▸ **WHAT YOU NEED TO DO**
Reproduce each of the following records line for line, with no changes.

Entries on locating named things:
━━━━━━━━━━━━━━━━

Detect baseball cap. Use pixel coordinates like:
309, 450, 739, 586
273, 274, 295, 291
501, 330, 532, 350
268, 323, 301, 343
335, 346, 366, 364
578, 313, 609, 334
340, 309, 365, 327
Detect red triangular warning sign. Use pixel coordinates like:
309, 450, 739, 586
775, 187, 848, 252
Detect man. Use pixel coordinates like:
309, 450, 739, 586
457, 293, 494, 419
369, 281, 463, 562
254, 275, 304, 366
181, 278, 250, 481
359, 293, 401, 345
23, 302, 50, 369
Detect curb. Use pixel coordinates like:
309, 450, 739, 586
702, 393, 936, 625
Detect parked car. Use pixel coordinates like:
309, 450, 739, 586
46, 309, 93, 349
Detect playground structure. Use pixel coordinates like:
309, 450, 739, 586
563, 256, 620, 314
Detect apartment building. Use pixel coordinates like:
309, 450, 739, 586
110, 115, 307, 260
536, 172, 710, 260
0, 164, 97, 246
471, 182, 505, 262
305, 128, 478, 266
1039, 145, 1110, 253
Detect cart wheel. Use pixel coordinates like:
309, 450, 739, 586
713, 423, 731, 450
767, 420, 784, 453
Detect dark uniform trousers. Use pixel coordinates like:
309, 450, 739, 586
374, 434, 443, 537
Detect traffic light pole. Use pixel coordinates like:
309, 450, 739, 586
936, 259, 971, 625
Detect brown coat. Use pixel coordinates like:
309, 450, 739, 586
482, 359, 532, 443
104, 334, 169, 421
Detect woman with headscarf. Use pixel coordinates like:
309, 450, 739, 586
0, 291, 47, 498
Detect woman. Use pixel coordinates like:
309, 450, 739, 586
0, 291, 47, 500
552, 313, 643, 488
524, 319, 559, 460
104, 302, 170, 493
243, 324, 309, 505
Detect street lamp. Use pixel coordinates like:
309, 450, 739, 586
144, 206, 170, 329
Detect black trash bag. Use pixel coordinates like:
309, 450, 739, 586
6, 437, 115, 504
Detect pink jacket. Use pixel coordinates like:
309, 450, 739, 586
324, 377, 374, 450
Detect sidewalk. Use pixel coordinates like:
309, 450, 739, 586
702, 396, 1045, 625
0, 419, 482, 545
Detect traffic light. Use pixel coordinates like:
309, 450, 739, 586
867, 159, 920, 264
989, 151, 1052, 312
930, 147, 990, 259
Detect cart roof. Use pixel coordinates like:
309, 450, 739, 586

━━━━━━━━━━━━━━━━

▸ **SOLUTION TO THE EXERCISE**
Detect baseball cap. Use pixel coordinates like:
309, 450, 739, 586
273, 274, 295, 291
501, 330, 532, 350
268, 323, 301, 343
335, 346, 366, 364
578, 313, 609, 334
340, 309, 365, 327
Detect red triangular warning sign. Use pixel coordinates like:
309, 450, 739, 586
775, 187, 848, 252
Detect man. Use pixel coordinates like:
309, 450, 739, 586
457, 293, 494, 419
369, 281, 463, 562
254, 275, 304, 366
181, 278, 250, 481
359, 293, 401, 345
23, 302, 50, 369
Detect curb. Use pixel coordinates like:
309, 450, 739, 586
702, 393, 936, 625
Detect parked car. Use pixel coordinates like:
309, 450, 739, 586
46, 309, 93, 349
Detect playground structure. Use pixel coordinates like:
309, 450, 739, 586
563, 256, 620, 314
Detect apartment building. Use pixel coordinates like:
309, 450, 739, 586
110, 115, 307, 260
536, 172, 710, 260
0, 164, 97, 246
471, 182, 505, 262
305, 128, 478, 266
1039, 145, 1110, 253
Detect cart wheel. Use pixel coordinates like:
309, 450, 739, 586
713, 423, 731, 450
767, 420, 784, 453
Detect dark uniform trousers. Use pixel coordinates like:
309, 450, 739, 586
374, 434, 443, 537
Detect traffic light pole. Use pixel coordinates like:
309, 450, 739, 586
936, 259, 971, 625
Detect brown coat. Use pixel coordinates like:
309, 450, 739, 586
482, 359, 532, 443
104, 334, 169, 421
Detect woman with headscarf. Use pixel coordinates like:
309, 450, 739, 586
0, 291, 47, 498
Detect woman. Use pixel coordinates like:
309, 450, 739, 586
0, 291, 47, 500
552, 313, 643, 488
524, 319, 559, 460
104, 302, 170, 493
243, 324, 309, 505
Detect street lamp. Use pixel coordinates like:
309, 450, 739, 586
144, 206, 170, 329
Detect black trash bag. Use pixel coordinates like:
309, 450, 739, 586
6, 437, 115, 504
Detect pink jacket. Use pixel coordinates like:
309, 450, 739, 586
324, 377, 374, 450
Detect sidewalk. Use pixel coordinates like:
309, 450, 739, 586
702, 396, 1045, 625
0, 419, 482, 545
Detect traffic light. Use pixel coordinates like:
309, 450, 739, 586
867, 159, 920, 264
989, 151, 1052, 312
930, 147, 990, 259
Detect cart roof. Use pixel coordinates like:
309, 450, 739, 586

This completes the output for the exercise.